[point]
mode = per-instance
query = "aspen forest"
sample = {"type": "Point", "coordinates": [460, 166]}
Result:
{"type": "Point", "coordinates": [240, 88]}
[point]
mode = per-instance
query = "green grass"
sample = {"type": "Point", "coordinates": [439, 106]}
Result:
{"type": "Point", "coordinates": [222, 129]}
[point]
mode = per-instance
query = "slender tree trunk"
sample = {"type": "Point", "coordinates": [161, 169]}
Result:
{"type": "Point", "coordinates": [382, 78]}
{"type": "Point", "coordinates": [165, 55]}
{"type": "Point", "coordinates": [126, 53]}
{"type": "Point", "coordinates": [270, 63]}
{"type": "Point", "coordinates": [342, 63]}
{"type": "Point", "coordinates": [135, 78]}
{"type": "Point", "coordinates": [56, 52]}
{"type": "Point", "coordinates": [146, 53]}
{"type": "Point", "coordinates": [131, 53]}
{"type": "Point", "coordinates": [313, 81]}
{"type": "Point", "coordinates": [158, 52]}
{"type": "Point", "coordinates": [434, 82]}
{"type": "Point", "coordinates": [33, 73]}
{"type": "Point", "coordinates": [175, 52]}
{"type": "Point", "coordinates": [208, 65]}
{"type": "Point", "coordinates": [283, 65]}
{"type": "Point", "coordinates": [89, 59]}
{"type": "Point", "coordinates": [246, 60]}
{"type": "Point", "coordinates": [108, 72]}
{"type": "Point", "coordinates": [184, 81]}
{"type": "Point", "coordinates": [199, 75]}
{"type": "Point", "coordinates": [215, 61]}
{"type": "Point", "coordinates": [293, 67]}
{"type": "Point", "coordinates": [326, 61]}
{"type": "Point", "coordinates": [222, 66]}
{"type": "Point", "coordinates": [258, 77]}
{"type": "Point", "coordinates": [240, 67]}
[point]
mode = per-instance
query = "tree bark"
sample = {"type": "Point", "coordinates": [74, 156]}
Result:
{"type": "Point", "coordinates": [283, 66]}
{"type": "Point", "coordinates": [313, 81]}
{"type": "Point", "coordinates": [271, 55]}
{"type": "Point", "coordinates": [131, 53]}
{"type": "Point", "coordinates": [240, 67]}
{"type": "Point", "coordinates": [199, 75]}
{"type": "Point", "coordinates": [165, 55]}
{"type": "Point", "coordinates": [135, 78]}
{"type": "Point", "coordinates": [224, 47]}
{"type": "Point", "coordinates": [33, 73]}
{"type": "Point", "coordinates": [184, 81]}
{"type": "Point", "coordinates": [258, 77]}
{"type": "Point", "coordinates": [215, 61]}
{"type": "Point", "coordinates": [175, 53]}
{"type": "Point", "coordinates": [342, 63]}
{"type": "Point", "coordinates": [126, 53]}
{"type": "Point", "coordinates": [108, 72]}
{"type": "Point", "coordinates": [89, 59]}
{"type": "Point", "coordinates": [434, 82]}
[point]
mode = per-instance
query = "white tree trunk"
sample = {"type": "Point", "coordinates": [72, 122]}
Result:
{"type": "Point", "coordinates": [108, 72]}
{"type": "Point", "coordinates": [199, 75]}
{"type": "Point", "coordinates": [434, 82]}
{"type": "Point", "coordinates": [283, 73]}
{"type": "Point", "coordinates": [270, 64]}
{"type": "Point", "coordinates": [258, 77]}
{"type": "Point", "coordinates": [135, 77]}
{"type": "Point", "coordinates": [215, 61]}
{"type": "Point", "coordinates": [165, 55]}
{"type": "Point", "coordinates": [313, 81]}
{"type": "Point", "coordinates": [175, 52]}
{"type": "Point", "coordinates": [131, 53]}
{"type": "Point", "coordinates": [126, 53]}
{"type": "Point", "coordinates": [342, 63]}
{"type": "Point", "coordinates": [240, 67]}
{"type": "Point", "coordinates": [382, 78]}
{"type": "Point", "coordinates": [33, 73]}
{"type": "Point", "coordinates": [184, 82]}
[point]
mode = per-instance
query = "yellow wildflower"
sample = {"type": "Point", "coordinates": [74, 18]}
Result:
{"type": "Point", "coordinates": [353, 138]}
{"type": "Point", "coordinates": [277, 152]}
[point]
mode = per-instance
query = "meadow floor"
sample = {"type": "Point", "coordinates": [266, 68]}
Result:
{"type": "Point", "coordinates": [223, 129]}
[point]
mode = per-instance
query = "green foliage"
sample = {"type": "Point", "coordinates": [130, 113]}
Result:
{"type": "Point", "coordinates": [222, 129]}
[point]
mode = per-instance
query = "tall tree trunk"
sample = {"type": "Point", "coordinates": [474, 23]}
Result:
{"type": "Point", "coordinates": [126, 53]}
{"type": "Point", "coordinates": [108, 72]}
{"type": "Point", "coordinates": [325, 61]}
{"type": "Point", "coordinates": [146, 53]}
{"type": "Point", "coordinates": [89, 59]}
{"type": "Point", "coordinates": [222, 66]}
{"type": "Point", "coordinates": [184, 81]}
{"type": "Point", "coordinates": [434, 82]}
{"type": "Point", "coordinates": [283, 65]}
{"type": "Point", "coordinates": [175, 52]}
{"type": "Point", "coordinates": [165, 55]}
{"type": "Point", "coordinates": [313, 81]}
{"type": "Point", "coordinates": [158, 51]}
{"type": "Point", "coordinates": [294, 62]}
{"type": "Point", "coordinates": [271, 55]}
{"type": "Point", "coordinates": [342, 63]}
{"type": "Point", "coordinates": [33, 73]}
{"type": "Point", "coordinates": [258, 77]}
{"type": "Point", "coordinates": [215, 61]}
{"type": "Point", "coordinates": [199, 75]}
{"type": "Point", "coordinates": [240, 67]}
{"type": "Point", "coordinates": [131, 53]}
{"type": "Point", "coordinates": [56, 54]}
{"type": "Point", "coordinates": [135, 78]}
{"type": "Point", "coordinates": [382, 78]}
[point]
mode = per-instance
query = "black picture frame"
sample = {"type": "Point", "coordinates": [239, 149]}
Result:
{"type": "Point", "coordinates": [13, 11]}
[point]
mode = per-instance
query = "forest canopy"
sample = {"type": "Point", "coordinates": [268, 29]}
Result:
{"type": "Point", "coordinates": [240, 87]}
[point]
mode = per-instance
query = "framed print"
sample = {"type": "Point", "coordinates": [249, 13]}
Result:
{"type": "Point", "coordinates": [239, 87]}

....................

→ WRITTEN INSTRUCTION:
Print every entry exactly as it appears.

→ THE RESULT:
[point]
mode = per-instance
query = "aspen forest"
sample = {"type": "Point", "coordinates": [460, 166]}
Result:
{"type": "Point", "coordinates": [240, 88]}
[point]
mode = per-instance
query = "green grass"
sample = {"type": "Point", "coordinates": [439, 106]}
Result:
{"type": "Point", "coordinates": [222, 129]}
[point]
mode = per-instance
query = "slender tree trunk"
sample = {"type": "Point", "coordinates": [161, 169]}
Result:
{"type": "Point", "coordinates": [382, 78]}
{"type": "Point", "coordinates": [165, 55]}
{"type": "Point", "coordinates": [126, 53]}
{"type": "Point", "coordinates": [270, 63]}
{"type": "Point", "coordinates": [342, 63]}
{"type": "Point", "coordinates": [135, 78]}
{"type": "Point", "coordinates": [56, 52]}
{"type": "Point", "coordinates": [146, 53]}
{"type": "Point", "coordinates": [131, 53]}
{"type": "Point", "coordinates": [313, 81]}
{"type": "Point", "coordinates": [158, 52]}
{"type": "Point", "coordinates": [434, 82]}
{"type": "Point", "coordinates": [33, 73]}
{"type": "Point", "coordinates": [175, 52]}
{"type": "Point", "coordinates": [208, 65]}
{"type": "Point", "coordinates": [283, 65]}
{"type": "Point", "coordinates": [89, 59]}
{"type": "Point", "coordinates": [246, 60]}
{"type": "Point", "coordinates": [108, 72]}
{"type": "Point", "coordinates": [184, 81]}
{"type": "Point", "coordinates": [199, 75]}
{"type": "Point", "coordinates": [215, 61]}
{"type": "Point", "coordinates": [293, 67]}
{"type": "Point", "coordinates": [326, 61]}
{"type": "Point", "coordinates": [222, 66]}
{"type": "Point", "coordinates": [258, 77]}
{"type": "Point", "coordinates": [240, 67]}
[point]
mode = per-instance
query = "tree bark"
sample = {"type": "Point", "coordinates": [74, 156]}
Result:
{"type": "Point", "coordinates": [283, 66]}
{"type": "Point", "coordinates": [313, 81]}
{"type": "Point", "coordinates": [271, 55]}
{"type": "Point", "coordinates": [131, 53]}
{"type": "Point", "coordinates": [240, 67]}
{"type": "Point", "coordinates": [199, 75]}
{"type": "Point", "coordinates": [165, 55]}
{"type": "Point", "coordinates": [135, 78]}
{"type": "Point", "coordinates": [224, 47]}
{"type": "Point", "coordinates": [33, 73]}
{"type": "Point", "coordinates": [184, 81]}
{"type": "Point", "coordinates": [258, 77]}
{"type": "Point", "coordinates": [215, 61]}
{"type": "Point", "coordinates": [175, 53]}
{"type": "Point", "coordinates": [342, 63]}
{"type": "Point", "coordinates": [126, 53]}
{"type": "Point", "coordinates": [108, 72]}
{"type": "Point", "coordinates": [89, 59]}
{"type": "Point", "coordinates": [434, 82]}
[point]
mode = per-instance
query = "white tree trunk"
sample = {"type": "Point", "coordinates": [72, 122]}
Result:
{"type": "Point", "coordinates": [108, 72]}
{"type": "Point", "coordinates": [199, 75]}
{"type": "Point", "coordinates": [434, 82]}
{"type": "Point", "coordinates": [283, 73]}
{"type": "Point", "coordinates": [270, 64]}
{"type": "Point", "coordinates": [258, 77]}
{"type": "Point", "coordinates": [135, 77]}
{"type": "Point", "coordinates": [215, 61]}
{"type": "Point", "coordinates": [165, 55]}
{"type": "Point", "coordinates": [313, 81]}
{"type": "Point", "coordinates": [175, 52]}
{"type": "Point", "coordinates": [131, 53]}
{"type": "Point", "coordinates": [126, 53]}
{"type": "Point", "coordinates": [342, 63]}
{"type": "Point", "coordinates": [240, 67]}
{"type": "Point", "coordinates": [382, 78]}
{"type": "Point", "coordinates": [33, 73]}
{"type": "Point", "coordinates": [184, 82]}
[point]
mode = per-instance
query = "yellow wildflower"
sample = {"type": "Point", "coordinates": [74, 18]}
Result:
{"type": "Point", "coordinates": [353, 138]}
{"type": "Point", "coordinates": [277, 152]}
[point]
mode = per-instance
query = "meadow floor"
sample = {"type": "Point", "coordinates": [266, 68]}
Result:
{"type": "Point", "coordinates": [223, 129]}
[point]
mode = per-instance
query = "green foliage"
sample = {"type": "Point", "coordinates": [130, 113]}
Result:
{"type": "Point", "coordinates": [222, 129]}
[point]
mode = per-instance
query = "tall tree trunk"
sample = {"type": "Point", "coordinates": [474, 23]}
Result:
{"type": "Point", "coordinates": [126, 53]}
{"type": "Point", "coordinates": [108, 72]}
{"type": "Point", "coordinates": [325, 61]}
{"type": "Point", "coordinates": [146, 53]}
{"type": "Point", "coordinates": [89, 59]}
{"type": "Point", "coordinates": [222, 66]}
{"type": "Point", "coordinates": [184, 81]}
{"type": "Point", "coordinates": [434, 82]}
{"type": "Point", "coordinates": [283, 65]}
{"type": "Point", "coordinates": [175, 52]}
{"type": "Point", "coordinates": [165, 55]}
{"type": "Point", "coordinates": [313, 81]}
{"type": "Point", "coordinates": [158, 51]}
{"type": "Point", "coordinates": [294, 62]}
{"type": "Point", "coordinates": [271, 55]}
{"type": "Point", "coordinates": [342, 63]}
{"type": "Point", "coordinates": [33, 73]}
{"type": "Point", "coordinates": [258, 77]}
{"type": "Point", "coordinates": [215, 61]}
{"type": "Point", "coordinates": [199, 75]}
{"type": "Point", "coordinates": [240, 67]}
{"type": "Point", "coordinates": [131, 53]}
{"type": "Point", "coordinates": [56, 54]}
{"type": "Point", "coordinates": [135, 78]}
{"type": "Point", "coordinates": [382, 78]}
[point]
mode = per-instance
query = "black picture frame"
sample = {"type": "Point", "coordinates": [239, 149]}
Result:
{"type": "Point", "coordinates": [13, 11]}
[point]
mode = per-instance
query = "forest canopy"
sample = {"type": "Point", "coordinates": [268, 29]}
Result:
{"type": "Point", "coordinates": [240, 87]}
[point]
mode = per-instance
query = "framed print"
sample = {"type": "Point", "coordinates": [249, 13]}
Result:
{"type": "Point", "coordinates": [239, 87]}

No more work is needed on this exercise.